Referring expression data
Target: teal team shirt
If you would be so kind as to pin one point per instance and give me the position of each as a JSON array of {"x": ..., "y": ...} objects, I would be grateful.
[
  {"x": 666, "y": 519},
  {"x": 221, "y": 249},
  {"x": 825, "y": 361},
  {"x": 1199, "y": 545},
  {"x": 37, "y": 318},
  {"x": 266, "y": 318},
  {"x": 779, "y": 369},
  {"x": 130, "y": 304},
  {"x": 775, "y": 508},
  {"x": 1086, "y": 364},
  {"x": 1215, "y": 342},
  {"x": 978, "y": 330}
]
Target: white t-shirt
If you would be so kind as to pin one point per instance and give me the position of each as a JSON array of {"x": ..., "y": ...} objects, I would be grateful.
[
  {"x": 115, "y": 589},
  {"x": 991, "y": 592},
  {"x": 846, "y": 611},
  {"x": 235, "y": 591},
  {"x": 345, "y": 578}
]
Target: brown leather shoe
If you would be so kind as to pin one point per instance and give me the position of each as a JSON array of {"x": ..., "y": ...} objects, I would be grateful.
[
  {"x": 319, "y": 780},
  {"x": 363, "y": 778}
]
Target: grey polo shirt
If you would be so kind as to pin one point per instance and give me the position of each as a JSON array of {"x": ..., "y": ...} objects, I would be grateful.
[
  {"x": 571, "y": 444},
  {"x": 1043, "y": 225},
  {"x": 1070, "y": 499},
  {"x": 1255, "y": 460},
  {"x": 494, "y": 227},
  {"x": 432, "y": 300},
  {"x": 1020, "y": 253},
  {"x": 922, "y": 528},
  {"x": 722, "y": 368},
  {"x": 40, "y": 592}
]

> Task goal
Set down, from the entries above, exactly the lines from the one with "Target: white t-shirt" up to and including the one with "Target: grey polo shirt", and no other lines.

> Completed exercise
Target: white t-shirt
If you would be so kind as to pin one point per instance and give me the position of each as a JSON array of {"x": ..., "y": ...} objects, I would be grateful.
[
  {"x": 115, "y": 589},
  {"x": 991, "y": 592},
  {"x": 846, "y": 611},
  {"x": 235, "y": 591},
  {"x": 345, "y": 578}
]
Target: brown leather shoe
If you would be so kind as to pin one point per instance and give me the position of each as a JSON array of {"x": ..., "y": ...} objects, I would be grateful.
[
  {"x": 319, "y": 780},
  {"x": 363, "y": 778}
]
Target: grey polo shirt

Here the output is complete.